**Text passage**
------------------------------------
Only after Davies had been rested -- his first spell was 7-3-5-2 -- did Essex begin to make progress through some dashing strokeplay by Mark Pettini. He cut and drove the ball so crisply over the lush outfield and scampered so well that it was hard to believe that his first class average was 32. His winter in Zimbabwe domestic cricket, based in the beautiful mountainous Mutare district, appeared to have refreshed his game. He batted well in Zimbabwe for the Mountaineers.
Kent's debutant Ivan Thomas, replacing Davies at the Hayes Close end, bowled steadily with an upright action, a languid build-up producing deceptive whip off the pitch, but Pettini and Billy Godleman stuck to their task. Godleman, never a thing of cricket beauty, scuffed and deflected 27 his way through Essex's 39 overs, but at least he hung around until stumps. Cook would have loved such an extensive sight of the ball.
------------------------------------
Name every person mentioned in the cricket report above.

**Extracted data**
------------------------------------
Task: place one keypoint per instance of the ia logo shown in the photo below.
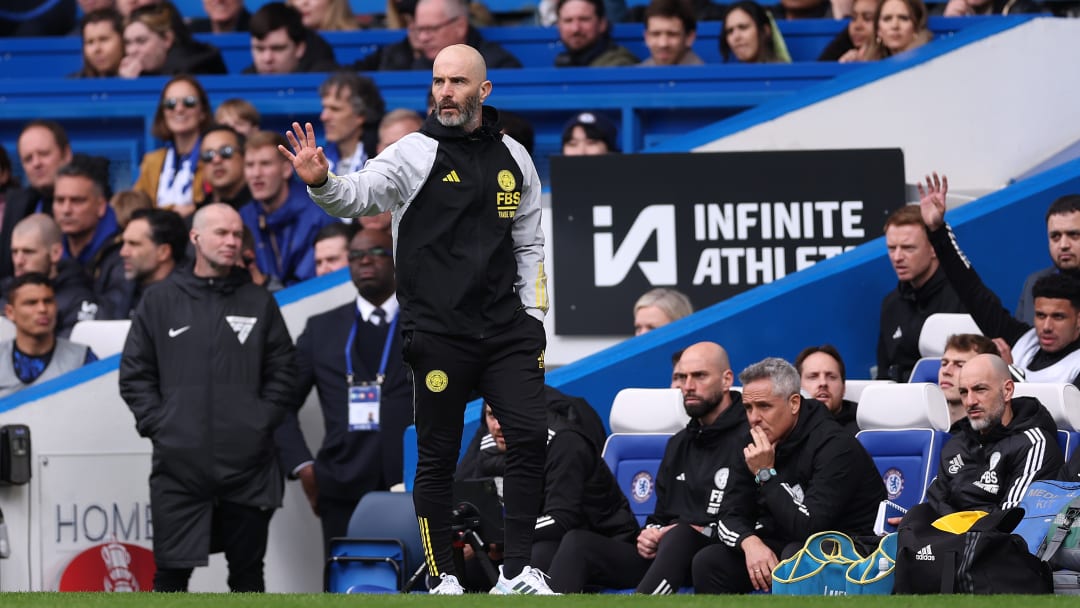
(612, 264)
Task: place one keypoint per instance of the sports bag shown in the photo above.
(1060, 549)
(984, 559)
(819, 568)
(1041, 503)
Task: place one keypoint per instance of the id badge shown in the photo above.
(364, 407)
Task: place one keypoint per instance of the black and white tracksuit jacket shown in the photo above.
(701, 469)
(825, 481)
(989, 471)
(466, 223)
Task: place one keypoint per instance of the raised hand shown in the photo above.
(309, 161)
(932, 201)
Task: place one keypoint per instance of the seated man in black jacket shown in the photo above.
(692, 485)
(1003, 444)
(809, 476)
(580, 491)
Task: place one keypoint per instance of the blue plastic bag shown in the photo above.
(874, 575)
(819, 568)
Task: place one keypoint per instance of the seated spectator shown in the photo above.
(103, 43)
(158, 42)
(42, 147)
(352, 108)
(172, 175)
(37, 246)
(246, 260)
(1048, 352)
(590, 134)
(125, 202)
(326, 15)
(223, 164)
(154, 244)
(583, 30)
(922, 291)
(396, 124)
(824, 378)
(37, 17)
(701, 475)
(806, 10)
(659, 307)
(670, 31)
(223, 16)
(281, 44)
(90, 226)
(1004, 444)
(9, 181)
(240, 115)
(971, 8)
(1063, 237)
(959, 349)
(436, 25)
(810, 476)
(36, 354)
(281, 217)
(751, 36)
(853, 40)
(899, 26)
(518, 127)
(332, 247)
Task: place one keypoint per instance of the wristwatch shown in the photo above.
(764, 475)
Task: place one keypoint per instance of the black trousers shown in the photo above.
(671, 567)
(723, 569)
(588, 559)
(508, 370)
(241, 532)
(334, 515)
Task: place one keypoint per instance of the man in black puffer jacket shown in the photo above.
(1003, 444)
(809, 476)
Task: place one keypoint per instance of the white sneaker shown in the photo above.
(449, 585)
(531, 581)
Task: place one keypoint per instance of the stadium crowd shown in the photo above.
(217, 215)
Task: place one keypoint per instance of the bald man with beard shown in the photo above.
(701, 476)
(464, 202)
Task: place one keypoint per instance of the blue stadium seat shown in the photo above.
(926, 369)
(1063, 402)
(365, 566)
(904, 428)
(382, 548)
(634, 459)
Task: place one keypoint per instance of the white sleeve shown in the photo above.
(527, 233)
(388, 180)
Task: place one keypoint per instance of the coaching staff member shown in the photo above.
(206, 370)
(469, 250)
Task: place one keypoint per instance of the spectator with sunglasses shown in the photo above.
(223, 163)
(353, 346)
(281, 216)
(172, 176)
------------------------------------
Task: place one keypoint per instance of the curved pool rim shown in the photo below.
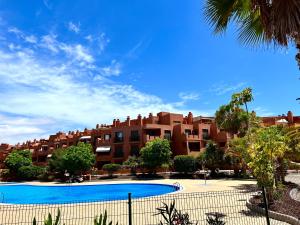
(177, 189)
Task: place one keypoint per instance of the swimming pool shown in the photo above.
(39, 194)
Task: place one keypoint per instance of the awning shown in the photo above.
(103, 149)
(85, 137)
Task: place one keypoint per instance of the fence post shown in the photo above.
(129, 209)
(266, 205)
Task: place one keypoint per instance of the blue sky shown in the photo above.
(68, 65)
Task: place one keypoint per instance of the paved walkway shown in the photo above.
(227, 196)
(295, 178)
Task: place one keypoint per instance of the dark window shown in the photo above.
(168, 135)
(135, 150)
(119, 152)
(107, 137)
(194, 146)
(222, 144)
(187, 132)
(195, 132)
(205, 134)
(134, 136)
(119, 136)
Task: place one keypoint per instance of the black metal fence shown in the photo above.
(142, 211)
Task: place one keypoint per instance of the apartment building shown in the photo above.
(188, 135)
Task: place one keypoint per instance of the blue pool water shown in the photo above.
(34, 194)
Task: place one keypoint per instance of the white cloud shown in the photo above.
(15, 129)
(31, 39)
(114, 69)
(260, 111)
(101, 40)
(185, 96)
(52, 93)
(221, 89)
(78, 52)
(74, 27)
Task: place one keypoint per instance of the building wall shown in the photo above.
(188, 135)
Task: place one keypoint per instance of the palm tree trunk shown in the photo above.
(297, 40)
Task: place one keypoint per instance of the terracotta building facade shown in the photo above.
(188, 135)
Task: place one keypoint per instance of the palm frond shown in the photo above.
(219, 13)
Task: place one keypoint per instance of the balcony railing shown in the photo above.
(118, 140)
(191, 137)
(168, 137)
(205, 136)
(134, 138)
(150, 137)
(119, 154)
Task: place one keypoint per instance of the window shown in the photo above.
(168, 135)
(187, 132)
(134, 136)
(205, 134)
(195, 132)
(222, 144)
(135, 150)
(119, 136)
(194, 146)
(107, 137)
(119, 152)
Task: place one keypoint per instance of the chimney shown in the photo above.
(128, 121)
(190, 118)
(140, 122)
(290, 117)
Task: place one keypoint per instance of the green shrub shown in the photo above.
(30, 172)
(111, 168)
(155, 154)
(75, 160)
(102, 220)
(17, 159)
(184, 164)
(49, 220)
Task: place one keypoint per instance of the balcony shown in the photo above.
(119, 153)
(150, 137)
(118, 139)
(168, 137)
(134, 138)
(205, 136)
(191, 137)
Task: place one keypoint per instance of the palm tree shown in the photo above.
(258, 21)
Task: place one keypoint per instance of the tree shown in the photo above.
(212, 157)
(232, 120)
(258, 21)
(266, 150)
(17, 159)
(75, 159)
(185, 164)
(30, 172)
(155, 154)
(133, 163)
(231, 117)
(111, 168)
------------------------------------
**Reply to the task**
Davies, Mark Pettini, Ivan Thomas, Billy Godleman, Cook